* **Exercise description**
Rewrite the records from the line holding "Label the freezer" through the end of the records, inclusive, with "freezer door" replaced by "refrigerator door" and everything else unchanged. Give only those lines.
>>
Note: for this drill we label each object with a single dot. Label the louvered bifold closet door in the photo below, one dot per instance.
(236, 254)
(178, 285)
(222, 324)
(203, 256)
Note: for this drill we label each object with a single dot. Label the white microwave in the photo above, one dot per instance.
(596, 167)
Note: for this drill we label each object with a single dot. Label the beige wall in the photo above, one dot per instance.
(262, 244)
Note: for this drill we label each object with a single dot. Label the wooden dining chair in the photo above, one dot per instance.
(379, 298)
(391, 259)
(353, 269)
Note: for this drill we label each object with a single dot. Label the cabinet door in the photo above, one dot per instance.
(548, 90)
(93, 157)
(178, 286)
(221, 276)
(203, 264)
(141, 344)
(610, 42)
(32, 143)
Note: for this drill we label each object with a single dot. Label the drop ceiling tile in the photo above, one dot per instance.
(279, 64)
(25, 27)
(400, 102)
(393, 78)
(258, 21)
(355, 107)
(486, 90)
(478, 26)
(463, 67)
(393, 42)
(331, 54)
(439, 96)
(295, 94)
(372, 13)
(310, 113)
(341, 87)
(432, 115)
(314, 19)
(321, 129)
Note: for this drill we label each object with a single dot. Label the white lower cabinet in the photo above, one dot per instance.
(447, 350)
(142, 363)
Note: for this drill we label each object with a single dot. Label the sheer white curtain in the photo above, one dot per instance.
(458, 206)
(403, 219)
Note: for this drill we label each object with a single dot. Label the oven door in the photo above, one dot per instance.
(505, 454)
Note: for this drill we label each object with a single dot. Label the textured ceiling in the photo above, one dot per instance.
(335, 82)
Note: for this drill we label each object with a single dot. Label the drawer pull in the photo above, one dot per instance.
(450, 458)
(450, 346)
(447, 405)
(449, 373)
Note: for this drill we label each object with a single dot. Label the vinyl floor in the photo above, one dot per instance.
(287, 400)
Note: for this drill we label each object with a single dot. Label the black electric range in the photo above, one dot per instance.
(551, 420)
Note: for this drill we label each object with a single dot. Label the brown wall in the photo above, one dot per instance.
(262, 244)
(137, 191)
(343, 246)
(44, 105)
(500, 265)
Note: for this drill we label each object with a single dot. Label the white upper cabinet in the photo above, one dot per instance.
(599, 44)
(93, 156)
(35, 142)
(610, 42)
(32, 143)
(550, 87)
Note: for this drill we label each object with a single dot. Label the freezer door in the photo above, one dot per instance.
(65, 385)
<<
* **Solution to this task**
Note: for this drill we label each object with a single dot. Label the refrigerator door in the photo above, one dot per instance.
(65, 385)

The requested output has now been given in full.